## Required task
Extract every line of the material below and reproduce it faithfully.

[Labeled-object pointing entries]

===============

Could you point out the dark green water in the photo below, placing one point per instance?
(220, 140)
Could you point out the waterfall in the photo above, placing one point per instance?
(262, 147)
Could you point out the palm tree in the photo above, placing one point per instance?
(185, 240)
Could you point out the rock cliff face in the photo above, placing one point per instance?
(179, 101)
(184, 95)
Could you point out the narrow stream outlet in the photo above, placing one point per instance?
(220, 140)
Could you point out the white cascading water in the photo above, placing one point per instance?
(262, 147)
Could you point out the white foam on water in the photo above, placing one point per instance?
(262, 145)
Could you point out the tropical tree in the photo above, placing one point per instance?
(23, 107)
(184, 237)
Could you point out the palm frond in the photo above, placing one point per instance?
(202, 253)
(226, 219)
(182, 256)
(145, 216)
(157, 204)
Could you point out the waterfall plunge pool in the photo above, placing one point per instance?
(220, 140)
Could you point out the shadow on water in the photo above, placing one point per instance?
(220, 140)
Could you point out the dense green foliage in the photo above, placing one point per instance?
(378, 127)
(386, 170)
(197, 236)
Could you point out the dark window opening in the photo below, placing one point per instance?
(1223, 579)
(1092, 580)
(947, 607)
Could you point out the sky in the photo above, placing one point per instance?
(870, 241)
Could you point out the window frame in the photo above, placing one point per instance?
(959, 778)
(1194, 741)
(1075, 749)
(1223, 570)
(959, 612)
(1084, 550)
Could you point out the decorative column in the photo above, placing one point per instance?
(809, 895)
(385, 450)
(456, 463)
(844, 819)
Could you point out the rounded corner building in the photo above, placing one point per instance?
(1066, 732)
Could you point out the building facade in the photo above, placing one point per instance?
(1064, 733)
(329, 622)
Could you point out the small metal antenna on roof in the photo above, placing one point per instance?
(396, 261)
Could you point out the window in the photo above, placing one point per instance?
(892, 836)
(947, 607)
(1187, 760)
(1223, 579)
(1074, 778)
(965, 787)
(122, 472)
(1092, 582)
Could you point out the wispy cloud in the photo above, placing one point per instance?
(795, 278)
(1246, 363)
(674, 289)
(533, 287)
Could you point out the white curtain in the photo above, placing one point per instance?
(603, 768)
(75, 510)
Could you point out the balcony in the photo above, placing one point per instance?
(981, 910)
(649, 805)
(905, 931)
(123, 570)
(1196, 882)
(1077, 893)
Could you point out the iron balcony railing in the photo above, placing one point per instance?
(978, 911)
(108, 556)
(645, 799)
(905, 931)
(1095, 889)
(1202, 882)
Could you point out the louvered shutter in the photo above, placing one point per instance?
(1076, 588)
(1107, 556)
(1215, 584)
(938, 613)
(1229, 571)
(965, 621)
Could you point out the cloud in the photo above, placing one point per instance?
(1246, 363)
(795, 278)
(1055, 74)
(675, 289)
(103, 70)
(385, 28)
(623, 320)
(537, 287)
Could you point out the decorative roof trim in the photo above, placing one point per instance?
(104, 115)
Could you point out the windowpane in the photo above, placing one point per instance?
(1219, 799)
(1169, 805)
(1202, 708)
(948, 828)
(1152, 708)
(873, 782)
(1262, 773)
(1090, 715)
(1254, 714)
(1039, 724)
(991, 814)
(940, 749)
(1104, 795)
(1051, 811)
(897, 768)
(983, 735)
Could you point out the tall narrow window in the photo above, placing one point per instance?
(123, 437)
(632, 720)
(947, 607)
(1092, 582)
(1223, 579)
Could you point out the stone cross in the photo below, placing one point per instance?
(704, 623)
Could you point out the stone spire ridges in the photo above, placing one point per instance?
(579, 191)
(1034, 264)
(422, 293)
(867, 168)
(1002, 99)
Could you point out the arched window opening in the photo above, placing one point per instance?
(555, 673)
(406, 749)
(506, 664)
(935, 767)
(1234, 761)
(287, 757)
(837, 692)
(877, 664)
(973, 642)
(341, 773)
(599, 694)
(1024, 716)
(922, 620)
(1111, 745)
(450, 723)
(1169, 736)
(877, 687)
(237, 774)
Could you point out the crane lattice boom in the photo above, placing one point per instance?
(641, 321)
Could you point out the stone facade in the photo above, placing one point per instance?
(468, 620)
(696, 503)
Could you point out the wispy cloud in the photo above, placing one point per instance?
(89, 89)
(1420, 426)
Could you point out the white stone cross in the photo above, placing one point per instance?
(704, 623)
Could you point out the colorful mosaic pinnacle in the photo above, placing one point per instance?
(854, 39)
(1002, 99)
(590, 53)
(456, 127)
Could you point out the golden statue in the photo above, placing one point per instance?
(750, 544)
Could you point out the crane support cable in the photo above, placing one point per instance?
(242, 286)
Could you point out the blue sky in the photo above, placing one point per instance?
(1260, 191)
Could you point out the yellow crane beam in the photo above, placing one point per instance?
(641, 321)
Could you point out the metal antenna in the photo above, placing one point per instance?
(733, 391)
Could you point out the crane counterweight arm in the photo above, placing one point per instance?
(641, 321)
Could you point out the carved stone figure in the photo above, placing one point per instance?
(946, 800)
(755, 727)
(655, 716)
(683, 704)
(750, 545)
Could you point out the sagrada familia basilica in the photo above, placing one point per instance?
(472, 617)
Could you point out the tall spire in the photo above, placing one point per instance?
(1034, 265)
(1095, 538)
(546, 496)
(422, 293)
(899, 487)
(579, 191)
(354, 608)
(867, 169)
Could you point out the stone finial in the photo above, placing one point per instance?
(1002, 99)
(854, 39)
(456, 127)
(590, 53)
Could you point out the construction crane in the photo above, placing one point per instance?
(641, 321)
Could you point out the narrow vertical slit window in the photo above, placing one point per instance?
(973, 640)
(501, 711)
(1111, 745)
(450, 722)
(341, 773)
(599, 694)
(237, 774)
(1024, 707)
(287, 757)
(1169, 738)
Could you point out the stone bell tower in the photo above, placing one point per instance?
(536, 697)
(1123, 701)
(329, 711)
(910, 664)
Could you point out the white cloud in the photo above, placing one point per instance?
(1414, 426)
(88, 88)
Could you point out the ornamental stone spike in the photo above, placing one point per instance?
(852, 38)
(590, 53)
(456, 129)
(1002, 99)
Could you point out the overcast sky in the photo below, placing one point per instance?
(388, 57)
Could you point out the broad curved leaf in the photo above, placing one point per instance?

===============

## Response
Could you point out the dark green water in the photo below, placing one point per instance?
(220, 140)
Could you point out the waterfall in the photo above, placing one point per instance?
(262, 147)
Could you point out the palm tree in the photo above, placing one point per instance?
(185, 240)
Could you point out the rock cliff face in the photo above, placing one point per instance?
(179, 101)
(184, 95)
Could you point out the narrow stream outlet in the photo above, placing one point per instance?
(220, 140)
Could you point out the white cascading water in the photo above, placing one point per instance?
(262, 147)
Could you point out the white foam on water in the photo above, placing one point per instance?
(262, 145)
Could you point out the tropical tree in the photo above, placing one point per instance?
(23, 107)
(184, 237)
Could you point out the palm frond in the photo above, placing one point per instance?
(202, 253)
(226, 219)
(182, 256)
(145, 216)
(157, 204)
Could you point out the waterfall plunge pool in the photo above, placing one point per instance?
(220, 140)
Could you point out the shadow on water in the photo above, placing one point per instance?
(220, 140)
Could you point out the dense green foliage in the photo above, placing one point per instance?
(378, 127)
(386, 170)
(197, 236)
Could you point out the dark window opening in the photo below, placing one point per instance?
(1223, 579)
(1092, 580)
(947, 607)
Could you point out the sky in the photo above, placing one point per instance?
(870, 241)
Could you point out the window frame in the photo above, placing one point per instance?
(959, 778)
(1194, 741)
(1075, 749)
(1223, 570)
(959, 612)
(1084, 550)
Could you point out the decorative column in the photo above, placing one point per instance?
(809, 895)
(385, 450)
(456, 463)
(844, 819)
Could you point out the rounded corner building in the photo above, placing one point per instance?
(1066, 732)
Could you point out the building facade in the photo above, placing one point per instance?
(1064, 733)
(329, 622)
Could you point out the small metal antenna on roof in the photo above, placing one point per instance?
(396, 261)
Could you point out the window in the photo above, placing one point per instance?
(892, 836)
(947, 607)
(1187, 760)
(1223, 579)
(1074, 778)
(965, 787)
(122, 472)
(1092, 582)
Could you point out the wispy cloud in the photo above, placing one point per instance?
(795, 278)
(1246, 363)
(674, 289)
(533, 287)
Could you point out the white curtain in the photo above, placing one point per instance?
(603, 768)
(75, 510)
Could you point out the balcony in the photo above, placing one point per instance?
(981, 910)
(649, 805)
(905, 931)
(123, 570)
(1196, 882)
(1077, 893)
Could you point out the iron balcony railing in the photo above, placing one point per instance?
(978, 911)
(108, 556)
(645, 799)
(905, 931)
(1095, 889)
(1202, 882)
Could you point out the louvered shutter in the photo above, placing one point per instance?
(1076, 588)
(1107, 556)
(1215, 584)
(938, 613)
(1229, 571)
(965, 621)
Could you point out the cloud in the photo above, placing one point per instance?
(1246, 363)
(795, 278)
(1055, 74)
(675, 289)
(103, 70)
(385, 28)
(623, 320)
(537, 287)
Could you point out the decorative roof trim in the photo above, placing one point per instance?
(104, 115)
Could you point out the windowpane in the photo above, placing one point per instance?
(1219, 799)
(1169, 805)
(1202, 708)
(948, 828)
(1152, 708)
(873, 782)
(1262, 773)
(1090, 715)
(1254, 714)
(1039, 724)
(991, 814)
(940, 749)
(1104, 795)
(1051, 811)
(897, 768)
(983, 735)
Could you point out the tall narrow window in the photo above, placing one point per instance?
(123, 437)
(632, 720)
(947, 607)
(1092, 582)
(1223, 579)
Could you point out the stone cross in the photo below, placing one point per instance?
(704, 623)
Could you point out the stone spire ridges in the photo above, placing one point per instance?
(579, 191)
(1034, 264)
(422, 293)
(867, 168)
(1002, 99)
Could you point out the arched window opening in the photo above, placing one point per instance?
(555, 673)
(406, 749)
(506, 664)
(935, 767)
(1234, 761)
(287, 757)
(837, 692)
(877, 664)
(973, 642)
(341, 773)
(599, 694)
(1024, 716)
(922, 620)
(1111, 745)
(450, 723)
(1169, 736)
(877, 687)
(237, 774)
Could you point out the crane lattice boom in the photo above, placing one point per instance?
(641, 321)
Could you point out the stone facade in the photo above, placing one point per instance?
(468, 620)
(696, 503)
Could you point out the wispy cloud in the photo above, placing one point per instance?
(89, 89)
(1420, 426)
Could you point out the white stone cross in the photo above, placing one point per instance?
(704, 623)
Could you point out the colorful mosaic pinnacle in the photo above, placing one point per instance?
(854, 39)
(1002, 99)
(590, 53)
(456, 127)
Could you point out the golden statue in the photo above, placing one point per instance?
(750, 544)
Could you point out the crane support cable in the photo above, placing one point per instance?
(242, 286)
Could you point out the blue sky in the photo above, placing one point per instance?
(1260, 191)
Could you point out the yellow crane beam in the photo above, placing one point per instance?
(641, 321)
Could you point out the metal antenna in the photo above, placing one point per instance?
(733, 391)
Could you point out the crane counterweight arm in the photo above, placing one point per instance?
(641, 321)
Could you point out the carved stone figure in the photo above, placing one point per instance?
(946, 800)
(755, 727)
(655, 716)
(683, 704)
(750, 545)
Could you point out the sagrada familia basilica in the photo above, placing one point per instance?
(472, 617)
Could you point out the tall spire in the photo above, placing one point per instance?
(1034, 265)
(1095, 538)
(546, 496)
(422, 293)
(899, 487)
(579, 191)
(354, 608)
(867, 169)
Could you point out the stone finial in the photo above, placing one point per instance?
(1002, 99)
(854, 39)
(456, 127)
(590, 53)
Could you point out the construction crane in the photo above, placing one point per instance?
(641, 321)
Could you point out the narrow vertical slit window in the photo above, placing one point per instance?
(973, 640)
(501, 711)
(1111, 745)
(450, 722)
(341, 773)
(599, 694)
(237, 774)
(1024, 707)
(287, 757)
(1169, 738)
Could you point out the stone bell tower in the photo above, placing one point per instance?
(536, 697)
(1123, 701)
(329, 711)
(910, 664)
Could you point out the white cloud in the photo above, placing one point per instance?
(1414, 426)
(88, 88)
Could you point out the ornamental stone spike in the photo above, placing one point per instance?
(852, 38)
(590, 53)
(456, 129)
(1002, 99)
Could you point out the overcast sky in the photo below, placing one point per instance?
(388, 57)
Could you point out the broad curved leaf in the photo above, placing one point per instance?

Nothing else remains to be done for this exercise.